[[ RECORDS SHOWN open ]]
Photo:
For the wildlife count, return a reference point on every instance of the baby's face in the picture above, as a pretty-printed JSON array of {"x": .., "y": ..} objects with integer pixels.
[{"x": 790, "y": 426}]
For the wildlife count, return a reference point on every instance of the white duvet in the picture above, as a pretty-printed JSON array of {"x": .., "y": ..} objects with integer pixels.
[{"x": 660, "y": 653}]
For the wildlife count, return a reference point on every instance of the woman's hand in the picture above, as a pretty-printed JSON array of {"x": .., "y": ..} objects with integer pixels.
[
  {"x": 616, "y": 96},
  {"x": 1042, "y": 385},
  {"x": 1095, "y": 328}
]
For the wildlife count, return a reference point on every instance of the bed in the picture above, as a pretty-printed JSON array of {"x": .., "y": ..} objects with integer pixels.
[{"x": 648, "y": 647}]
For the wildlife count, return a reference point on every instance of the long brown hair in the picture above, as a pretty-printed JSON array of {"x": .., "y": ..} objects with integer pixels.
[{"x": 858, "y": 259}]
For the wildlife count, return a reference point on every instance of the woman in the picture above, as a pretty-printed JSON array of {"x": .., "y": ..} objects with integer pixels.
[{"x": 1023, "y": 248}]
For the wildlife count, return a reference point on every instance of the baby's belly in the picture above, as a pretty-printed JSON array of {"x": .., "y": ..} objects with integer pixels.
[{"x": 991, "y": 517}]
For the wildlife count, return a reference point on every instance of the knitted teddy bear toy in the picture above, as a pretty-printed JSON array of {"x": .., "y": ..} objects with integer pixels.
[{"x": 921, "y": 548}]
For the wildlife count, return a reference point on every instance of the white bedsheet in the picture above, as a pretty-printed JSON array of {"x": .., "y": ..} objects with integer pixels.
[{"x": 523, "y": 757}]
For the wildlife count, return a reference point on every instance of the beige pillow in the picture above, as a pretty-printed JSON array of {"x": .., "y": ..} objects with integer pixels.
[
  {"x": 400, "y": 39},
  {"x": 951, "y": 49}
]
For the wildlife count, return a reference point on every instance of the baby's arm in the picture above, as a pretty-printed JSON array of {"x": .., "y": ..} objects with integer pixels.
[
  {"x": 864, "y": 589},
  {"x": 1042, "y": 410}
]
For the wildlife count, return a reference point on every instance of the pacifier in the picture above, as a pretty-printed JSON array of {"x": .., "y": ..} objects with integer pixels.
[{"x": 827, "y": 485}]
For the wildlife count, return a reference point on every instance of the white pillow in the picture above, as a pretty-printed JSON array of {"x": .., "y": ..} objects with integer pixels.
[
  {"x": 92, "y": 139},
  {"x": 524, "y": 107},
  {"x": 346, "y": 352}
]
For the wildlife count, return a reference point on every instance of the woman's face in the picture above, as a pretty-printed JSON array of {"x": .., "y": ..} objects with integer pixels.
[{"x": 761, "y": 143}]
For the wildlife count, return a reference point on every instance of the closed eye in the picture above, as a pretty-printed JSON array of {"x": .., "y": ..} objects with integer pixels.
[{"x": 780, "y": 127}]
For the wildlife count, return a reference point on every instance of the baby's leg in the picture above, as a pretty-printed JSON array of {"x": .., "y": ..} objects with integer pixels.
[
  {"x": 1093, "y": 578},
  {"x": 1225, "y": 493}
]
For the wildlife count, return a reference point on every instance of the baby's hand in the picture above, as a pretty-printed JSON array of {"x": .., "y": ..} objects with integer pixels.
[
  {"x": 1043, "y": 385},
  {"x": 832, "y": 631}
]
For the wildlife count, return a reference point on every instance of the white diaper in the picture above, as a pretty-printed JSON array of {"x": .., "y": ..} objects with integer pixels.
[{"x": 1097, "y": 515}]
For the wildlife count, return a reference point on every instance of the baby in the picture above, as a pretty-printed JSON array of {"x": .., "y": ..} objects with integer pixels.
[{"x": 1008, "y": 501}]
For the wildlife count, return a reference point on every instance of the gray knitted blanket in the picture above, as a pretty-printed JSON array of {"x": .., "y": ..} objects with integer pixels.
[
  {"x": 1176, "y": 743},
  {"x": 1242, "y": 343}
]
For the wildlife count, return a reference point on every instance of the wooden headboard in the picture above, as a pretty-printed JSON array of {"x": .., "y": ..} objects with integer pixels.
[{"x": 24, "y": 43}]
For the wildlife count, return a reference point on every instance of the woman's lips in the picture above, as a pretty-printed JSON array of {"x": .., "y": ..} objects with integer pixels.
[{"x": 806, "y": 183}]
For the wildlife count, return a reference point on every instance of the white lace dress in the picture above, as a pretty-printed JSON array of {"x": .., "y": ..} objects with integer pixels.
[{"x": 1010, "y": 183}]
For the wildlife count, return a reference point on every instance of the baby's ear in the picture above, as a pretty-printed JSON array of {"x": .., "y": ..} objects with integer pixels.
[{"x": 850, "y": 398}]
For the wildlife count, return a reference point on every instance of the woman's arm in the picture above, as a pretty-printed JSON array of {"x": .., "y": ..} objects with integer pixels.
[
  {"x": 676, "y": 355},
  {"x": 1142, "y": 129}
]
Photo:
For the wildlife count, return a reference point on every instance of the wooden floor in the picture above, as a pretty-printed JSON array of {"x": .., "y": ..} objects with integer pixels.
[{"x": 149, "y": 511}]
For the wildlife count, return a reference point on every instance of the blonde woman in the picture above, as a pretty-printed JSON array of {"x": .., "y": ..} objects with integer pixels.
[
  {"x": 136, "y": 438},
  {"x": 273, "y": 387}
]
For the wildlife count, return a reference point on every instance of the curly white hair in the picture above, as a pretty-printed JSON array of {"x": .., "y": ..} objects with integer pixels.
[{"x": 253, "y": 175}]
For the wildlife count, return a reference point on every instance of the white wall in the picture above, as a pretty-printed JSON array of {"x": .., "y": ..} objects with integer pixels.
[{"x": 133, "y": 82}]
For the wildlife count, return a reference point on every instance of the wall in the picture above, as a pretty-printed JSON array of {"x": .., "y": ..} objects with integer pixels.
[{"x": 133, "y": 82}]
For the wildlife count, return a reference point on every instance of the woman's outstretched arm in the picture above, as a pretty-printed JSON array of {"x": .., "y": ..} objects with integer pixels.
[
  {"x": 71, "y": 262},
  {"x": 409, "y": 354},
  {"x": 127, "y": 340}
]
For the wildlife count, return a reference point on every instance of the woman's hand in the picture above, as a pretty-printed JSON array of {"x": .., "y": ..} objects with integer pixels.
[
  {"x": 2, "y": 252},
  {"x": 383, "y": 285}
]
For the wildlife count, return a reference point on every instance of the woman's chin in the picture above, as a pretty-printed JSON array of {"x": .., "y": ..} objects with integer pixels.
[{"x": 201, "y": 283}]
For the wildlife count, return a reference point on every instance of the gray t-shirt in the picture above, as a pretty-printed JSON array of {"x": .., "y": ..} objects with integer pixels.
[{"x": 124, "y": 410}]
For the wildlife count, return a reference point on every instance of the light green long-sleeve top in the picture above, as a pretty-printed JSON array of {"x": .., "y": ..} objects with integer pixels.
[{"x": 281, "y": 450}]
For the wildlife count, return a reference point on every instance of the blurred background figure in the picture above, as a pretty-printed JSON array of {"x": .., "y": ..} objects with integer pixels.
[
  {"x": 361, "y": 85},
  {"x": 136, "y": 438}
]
[[ RECORDS SHOWN closed ]]
Please give an exact copy of every entry.

Photo:
For the wildlife count, return a reference point on every instance of the baby's face in the picture above, as a pretty-printed JSON array of {"x": .., "y": ..} objects with integer pixels.
[{"x": 790, "y": 426}]
For the wildlife count, return a reference point on every instance of the white duvet in the picture above, as a pretty-printed JSON array of {"x": .., "y": ..} objects with integer pixels.
[{"x": 660, "y": 653}]
For the wildlife count, return a reference point on every instance of the woman's hand in the picture above, as a pretty-printed JSON array of {"x": .., "y": ..} objects with integer pixels.
[
  {"x": 616, "y": 96},
  {"x": 1042, "y": 385},
  {"x": 1095, "y": 328}
]
For the wildlife count, return a reference point on every instance of the bed in the picture above, as a pretty-printed JSON array of {"x": .., "y": ..} objects with integer pixels.
[{"x": 648, "y": 647}]
For the wildlife count, return a reference point on every instance of the long brown hair in the picture above, as a pretty-printed JSON array of {"x": .., "y": ..} objects with integer pixels.
[{"x": 858, "y": 259}]
For the wildlife count, return a reference point on every instance of the woman in the picture above, as a pretty-printed JSON array of {"x": .., "y": ..} objects with integer pixels.
[{"x": 1023, "y": 248}]
For the wildlife count, return a reference point on every instance of the baby's belly in the picture above, as a pretty-printed JSON array of {"x": .., "y": ..} objects with integer pixels.
[{"x": 991, "y": 517}]
For the wildlife count, return a reference point on every instance of the knitted teddy bear toy in the picture above, as a pretty-printed JSON array of {"x": .., "y": ..} objects with integer pixels.
[{"x": 921, "y": 548}]
For the wildlife count, return a reference point on every instance of the white bedsheet in the picture above, as a pretty-printed JSON array of {"x": .., "y": ..} objects with integer pixels.
[{"x": 523, "y": 757}]
For the wildlife count, return a reference point on every instance of the beige pillow in the picture above, as a pretty-printed JSON array of {"x": .., "y": ..} objects with integer pixels.
[
  {"x": 400, "y": 39},
  {"x": 951, "y": 49}
]
For the wildlife count, return a reference point on every instance of the baby's arm in the picture above, as a pretty-printed JSON array of {"x": .., "y": ..} objects with integer pixels.
[
  {"x": 864, "y": 589},
  {"x": 1042, "y": 410}
]
For the wildlife count, return a reference point on every instance of the pacifier in the picture above, as a pretty-printed JSON array of {"x": .., "y": ..} objects with integer pixels.
[{"x": 827, "y": 485}]
For the wildlife count, return a reference point on every instance of the white pillow in the picture above, as a pretty-printed JSON array of {"x": .., "y": ..} objects with integer pixels.
[
  {"x": 92, "y": 139},
  {"x": 524, "y": 107},
  {"x": 346, "y": 352}
]
For the wildlife count, return a reference point on every instance of the woman's face in the picture above, as a pretty-printed JSON array of {"x": .., "y": ..} objects with integer pixels.
[{"x": 761, "y": 143}]
For the wildlife count, return a reference point on every instance of the closed eye in the picture above, as a pretty-printed JSON array of {"x": .., "y": ..} objects with integer pixels.
[{"x": 780, "y": 127}]
For the wildlife count, return a reference point on every instance of the baby's leg in the picture above, as a pretty-printed JSON array of {"x": .., "y": ..} objects with integer pixels.
[
  {"x": 1093, "y": 578},
  {"x": 1225, "y": 493}
]
For the wildlife count, return a reference point on every instance of the baby's hand in the picture above, as a pretty-printed JSON array of {"x": .., "y": ..} objects with integer pixels.
[
  {"x": 1043, "y": 385},
  {"x": 832, "y": 631}
]
For the wildlife count, return a reference point on every instance of the white diaper in the picture above, as a pretty-printed JSON array of {"x": .., "y": ..} objects with integer pixels.
[{"x": 1097, "y": 515}]
For the wildlife count, return a reference point on every instance of the baby in the picture above, as a pretty-printed JSON array of {"x": .., "y": ..} objects with integer pixels.
[{"x": 1008, "y": 501}]
For the wildlife count, return a reference point on every instance of the gray knitted blanket in the picture above, as a pretty-printed JSON array of {"x": .., "y": ..} objects with integer pixels.
[
  {"x": 1176, "y": 743},
  {"x": 1242, "y": 343}
]
For the wildlife count, return a reference point on every instance of the wooden headboard in the picture above, as a pretty-printed JSON array of {"x": .., "y": ..} objects with integer pixels.
[{"x": 24, "y": 43}]
For the wildlife count, return a reference point on every instance of the woman's lips in the picture above, as a pretty-printed JSON array of {"x": .., "y": ..} objects with integer pixels.
[{"x": 806, "y": 183}]
For the wildlife count, return a reference point on every instance of the white lace dress in the picture above, as a pretty-printed JSON array of {"x": .., "y": ..} objects with integer pixels.
[{"x": 1010, "y": 183}]
For the wildlife count, return a reference point on every instance of the baby's ear in the picture above, as a pretty-printed JSON array of {"x": .., "y": ..} objects with integer pixels.
[{"x": 850, "y": 398}]
For the wildlife count, return a reference point on every instance of the woman's arm in the picture above, as a pretty-printed JSON array of {"x": .., "y": ..} objects with integer pixels.
[
  {"x": 676, "y": 355},
  {"x": 1142, "y": 129}
]
Photo:
For the wildlife count, return a reference point on every instance of the wooden floor in the picture above, as a pretty-printed JSON array of {"x": .., "y": ..} objects with integer pixels.
[{"x": 149, "y": 511}]
For the wildlife count, return a reference point on every instance of the blonde woman in the picture above, as a pretty-printed JSON array of {"x": .., "y": ..} objects with integer pixels.
[
  {"x": 136, "y": 438},
  {"x": 273, "y": 387}
]
For the wildlife count, return a reference point on every instance of the curly white hair in the picture above, as a pretty-printed JSON array of {"x": .., "y": ..} objects with integer pixels.
[{"x": 253, "y": 175}]
For the wildlife count, return a reference point on every instance of the white wall in the picture above, as a pretty-printed JSON array of {"x": .., "y": ..} objects with integer pixels.
[{"x": 133, "y": 82}]
For the wildlife count, return a reference point on every instance of the wall in the picture above, as a pretty-printed JSON array of {"x": .., "y": ..} objects with integer pixels.
[{"x": 133, "y": 82}]
For the wildlife count, return a reference point on every instance of the woman's outstretched arm in the picture above, as a pretty-printed JSON array of {"x": .., "y": ..} objects with integer pixels.
[
  {"x": 71, "y": 262},
  {"x": 409, "y": 354},
  {"x": 127, "y": 340}
]
For the wildlife count, return a reference point on every instance of the woman's hand in the picture above, as a pretty-printed JSON array of {"x": .., "y": ..} objects with integer pixels.
[
  {"x": 2, "y": 252},
  {"x": 383, "y": 285}
]
For the wildlife count, return a reference point on every instance of the woman's chin in the picture above, as a pretty-printed JSON array of {"x": .., "y": ..} objects with integer pixels.
[{"x": 201, "y": 283}]
For the wildlife count, return a reference point on every instance of the gray t-shirt in the picture above, as a pretty-printed JSON array of {"x": .., "y": ..} objects with integer pixels.
[{"x": 124, "y": 410}]
For the wildlife count, return a reference point on every instance of the light green long-sleeve top in the picture above, as a pretty-printed JSON array of {"x": .., "y": ..} objects with integer pixels.
[{"x": 281, "y": 450}]
For the wildlife count, return a reference point on every instance of the blurred background figure in the picture above, as a pretty-printed JSON array of {"x": .., "y": ..} objects with integer pixels.
[
  {"x": 361, "y": 85},
  {"x": 136, "y": 438}
]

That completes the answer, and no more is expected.